All About AccessDespite the fact that most students and teachers are at least a month away from returning to the classroom, the last few weeks have been active ones in terms of education policy.
Noteworthy, of course, was the Supreme Court’s approval, in a 5-4 decision, of the use of tax dollars for school vouchers, and the College Board’s approval of major changes to the SAT I (see story, pg. 11). These decisions highlight the issues of quality education and access.
How will these most recent and significant changes affect students and students of color in particular? President Bush compared the historic significance of the recent Supreme Court decision on vouchers or “school choice” as he prefers to call it, to the Brown vs. the Board of Education decision. “The Supreme Court in 1954 declared that our nation cannot have two educational systems, and that was the right decision,” Bush said earlier this month in Cleveland. He went on to say that the Supreme Court declared that the nation will not accept one educational system for those can afford to send their children to a school of their choice and for those who can’t. Whether such a comparison to Brown is valid is questionable, but time will tell.
+ + + +
**CHALLENGES:**
• A. Decide whether each of these statements agrees with the passage on education policy. Answer yes or no for each, and quote the words from the passage that settle it: (i) The Supreme Court approved the use of tax dollars for school vouchers by a 5-4 vote. (ii) Bush spoke about the voucher decision in Cleveland. (iii) The passage affirms that comparing the voucher decision to Brown is valid.
• B. Go on with the passage on education policy, starting after its final sentence.
+ + + +
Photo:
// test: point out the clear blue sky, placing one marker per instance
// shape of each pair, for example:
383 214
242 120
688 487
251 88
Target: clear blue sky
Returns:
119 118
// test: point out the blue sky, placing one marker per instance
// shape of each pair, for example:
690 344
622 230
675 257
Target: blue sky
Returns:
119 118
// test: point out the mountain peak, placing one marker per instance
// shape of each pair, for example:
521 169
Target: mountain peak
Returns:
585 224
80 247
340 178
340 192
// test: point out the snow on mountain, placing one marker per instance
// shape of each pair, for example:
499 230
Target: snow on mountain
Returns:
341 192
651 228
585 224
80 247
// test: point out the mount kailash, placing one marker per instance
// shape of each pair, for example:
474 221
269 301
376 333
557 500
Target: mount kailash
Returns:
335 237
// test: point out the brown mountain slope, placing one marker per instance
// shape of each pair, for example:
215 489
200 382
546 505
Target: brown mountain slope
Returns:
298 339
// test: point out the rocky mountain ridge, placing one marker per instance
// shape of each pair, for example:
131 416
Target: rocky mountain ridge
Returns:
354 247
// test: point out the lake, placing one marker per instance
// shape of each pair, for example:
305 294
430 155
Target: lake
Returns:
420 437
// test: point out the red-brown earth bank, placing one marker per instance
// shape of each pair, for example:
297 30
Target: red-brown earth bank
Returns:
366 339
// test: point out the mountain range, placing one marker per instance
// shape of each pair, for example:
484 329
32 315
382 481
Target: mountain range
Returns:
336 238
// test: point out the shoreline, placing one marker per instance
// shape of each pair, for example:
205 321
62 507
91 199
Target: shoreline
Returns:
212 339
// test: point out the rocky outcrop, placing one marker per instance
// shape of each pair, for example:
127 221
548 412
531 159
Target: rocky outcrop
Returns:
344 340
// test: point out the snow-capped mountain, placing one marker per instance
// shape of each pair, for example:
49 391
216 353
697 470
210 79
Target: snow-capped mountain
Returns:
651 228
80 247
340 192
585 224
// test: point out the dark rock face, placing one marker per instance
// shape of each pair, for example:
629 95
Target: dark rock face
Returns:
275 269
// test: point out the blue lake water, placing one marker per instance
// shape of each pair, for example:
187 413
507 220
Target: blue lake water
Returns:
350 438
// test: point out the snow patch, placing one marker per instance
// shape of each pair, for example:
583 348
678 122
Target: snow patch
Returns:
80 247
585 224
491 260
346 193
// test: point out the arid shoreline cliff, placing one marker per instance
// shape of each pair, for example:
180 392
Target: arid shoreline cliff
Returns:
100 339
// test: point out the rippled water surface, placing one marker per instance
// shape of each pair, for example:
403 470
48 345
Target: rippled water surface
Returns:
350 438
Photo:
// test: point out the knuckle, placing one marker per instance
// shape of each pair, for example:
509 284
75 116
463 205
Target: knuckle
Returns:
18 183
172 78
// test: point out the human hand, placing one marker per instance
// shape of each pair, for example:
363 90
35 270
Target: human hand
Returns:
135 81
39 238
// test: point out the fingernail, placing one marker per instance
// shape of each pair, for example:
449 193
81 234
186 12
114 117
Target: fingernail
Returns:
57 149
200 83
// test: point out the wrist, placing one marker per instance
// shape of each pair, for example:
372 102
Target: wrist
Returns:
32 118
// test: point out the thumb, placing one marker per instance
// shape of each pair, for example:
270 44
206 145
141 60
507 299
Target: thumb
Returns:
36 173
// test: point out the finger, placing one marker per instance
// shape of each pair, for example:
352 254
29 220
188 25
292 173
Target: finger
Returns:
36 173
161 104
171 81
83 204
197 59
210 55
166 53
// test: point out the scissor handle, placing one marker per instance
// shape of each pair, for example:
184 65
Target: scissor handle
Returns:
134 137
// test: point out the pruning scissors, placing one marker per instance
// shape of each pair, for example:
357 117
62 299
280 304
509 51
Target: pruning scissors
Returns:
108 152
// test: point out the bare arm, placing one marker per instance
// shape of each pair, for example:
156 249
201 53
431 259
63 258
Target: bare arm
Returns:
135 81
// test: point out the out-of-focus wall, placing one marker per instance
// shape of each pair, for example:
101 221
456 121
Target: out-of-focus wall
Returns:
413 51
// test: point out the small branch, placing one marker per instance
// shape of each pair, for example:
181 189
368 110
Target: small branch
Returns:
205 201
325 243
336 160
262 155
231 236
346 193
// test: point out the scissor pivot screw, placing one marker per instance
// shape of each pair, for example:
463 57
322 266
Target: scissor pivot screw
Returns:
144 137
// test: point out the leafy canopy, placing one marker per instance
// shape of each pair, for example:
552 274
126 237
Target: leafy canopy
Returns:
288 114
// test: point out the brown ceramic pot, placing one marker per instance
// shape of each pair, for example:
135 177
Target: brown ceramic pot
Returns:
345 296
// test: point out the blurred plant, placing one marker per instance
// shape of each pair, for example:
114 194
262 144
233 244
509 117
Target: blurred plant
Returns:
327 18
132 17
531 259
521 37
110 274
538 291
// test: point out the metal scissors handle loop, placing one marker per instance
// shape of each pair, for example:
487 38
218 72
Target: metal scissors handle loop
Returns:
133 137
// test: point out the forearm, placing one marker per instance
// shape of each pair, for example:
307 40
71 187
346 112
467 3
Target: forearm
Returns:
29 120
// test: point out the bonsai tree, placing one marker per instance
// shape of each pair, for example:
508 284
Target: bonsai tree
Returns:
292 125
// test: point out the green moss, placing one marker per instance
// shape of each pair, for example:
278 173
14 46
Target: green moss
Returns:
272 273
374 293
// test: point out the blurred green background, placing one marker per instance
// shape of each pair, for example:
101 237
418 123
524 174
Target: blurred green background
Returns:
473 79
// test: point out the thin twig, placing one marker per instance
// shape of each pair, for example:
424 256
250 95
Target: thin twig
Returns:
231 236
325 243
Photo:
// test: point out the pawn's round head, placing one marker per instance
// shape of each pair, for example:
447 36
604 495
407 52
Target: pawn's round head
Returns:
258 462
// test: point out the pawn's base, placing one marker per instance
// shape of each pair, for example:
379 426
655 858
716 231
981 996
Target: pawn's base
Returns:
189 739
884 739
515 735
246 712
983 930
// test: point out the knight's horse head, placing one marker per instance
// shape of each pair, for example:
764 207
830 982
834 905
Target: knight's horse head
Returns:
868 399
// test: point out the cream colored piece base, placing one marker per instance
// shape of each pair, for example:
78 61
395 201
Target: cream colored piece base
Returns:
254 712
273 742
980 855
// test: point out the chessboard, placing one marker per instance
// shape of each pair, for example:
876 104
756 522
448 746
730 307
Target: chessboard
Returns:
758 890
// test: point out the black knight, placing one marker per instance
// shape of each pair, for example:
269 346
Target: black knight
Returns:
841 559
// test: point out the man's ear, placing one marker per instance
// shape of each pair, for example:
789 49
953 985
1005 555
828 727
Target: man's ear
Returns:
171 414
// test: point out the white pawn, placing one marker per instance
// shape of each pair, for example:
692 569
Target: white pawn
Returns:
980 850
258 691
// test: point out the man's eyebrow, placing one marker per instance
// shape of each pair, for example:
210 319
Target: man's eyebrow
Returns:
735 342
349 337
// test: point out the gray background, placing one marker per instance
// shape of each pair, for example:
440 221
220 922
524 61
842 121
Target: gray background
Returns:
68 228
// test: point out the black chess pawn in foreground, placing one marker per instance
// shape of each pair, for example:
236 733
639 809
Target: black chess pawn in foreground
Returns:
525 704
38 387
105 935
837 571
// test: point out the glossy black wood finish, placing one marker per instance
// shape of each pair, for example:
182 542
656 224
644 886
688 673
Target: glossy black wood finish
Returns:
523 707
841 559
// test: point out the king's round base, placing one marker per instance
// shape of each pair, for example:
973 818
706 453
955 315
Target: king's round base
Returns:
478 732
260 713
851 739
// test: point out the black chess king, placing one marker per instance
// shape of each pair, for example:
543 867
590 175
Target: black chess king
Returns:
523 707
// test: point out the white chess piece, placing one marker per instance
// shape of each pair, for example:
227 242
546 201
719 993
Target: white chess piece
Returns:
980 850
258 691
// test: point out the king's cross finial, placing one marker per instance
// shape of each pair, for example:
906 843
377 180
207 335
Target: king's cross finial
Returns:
+ + + +
**ANSWERS FOR THIS EXERCISE:**
• A.
(i) Yes: "the Supreme Court’s approval, in a 5-4 decision, of the use of tax dollars for school vouchers"
(ii) Yes: "Bush said earlier this month in Cleveland"
(iii) No: "Whether such a comparison to Brown is valid is questionable, but time will tell."

• B.
In addition, the College Board earlier this month announced that it was adding an essay portion as well as a more-advanced math section to the SAT I so that the test is “more aligned to the curriculum and state standards of a high school education.” And although the College Board says that it had plans to revise the SAT years ago, they do not deny the process was accelerated when University of California System President Richard Atkinson last year criticized the use of the SAT I and suggested that the UC System might do away with the test altogether. Despite the changes, however, one critic says the test is still a “gatekeeper to minority and low-income students” and no revisions to the test will change this.
Lee Bollinger, former president of the University of Michigan, in a recent speech to the College Board, said that the ongoing controversy surrounding the SAT is not over the test itself but rather what the test represents. The SAT “has become a symbol of all the anxieties, concerns, fears, and frustrations in the college-admissions system,” Bollinger said.
In any case, how and to what extent both the voucher and SAT decisions will affect American students may be more evident down the road. As one Washington Post reporter wrote recently, “the greatest impact from these two decisions is at least a generation away, and change in American schools is very slow.”
Lastly, our cover stories on assistive technology offer a glimpse into what some colleges and universities are doing to make their campuses more accessible for students with disabilities. Engineering students in the assistive technology program at the University of Massachusetts-Lowell are doing their part to improve the quality of life for people with disabilities with their creative innovations (see story, pg 27). With technology changing rapidly and becoming so sophisticated, there seems to be endless possibilities for making education and the college experience more accessible for students with special needs.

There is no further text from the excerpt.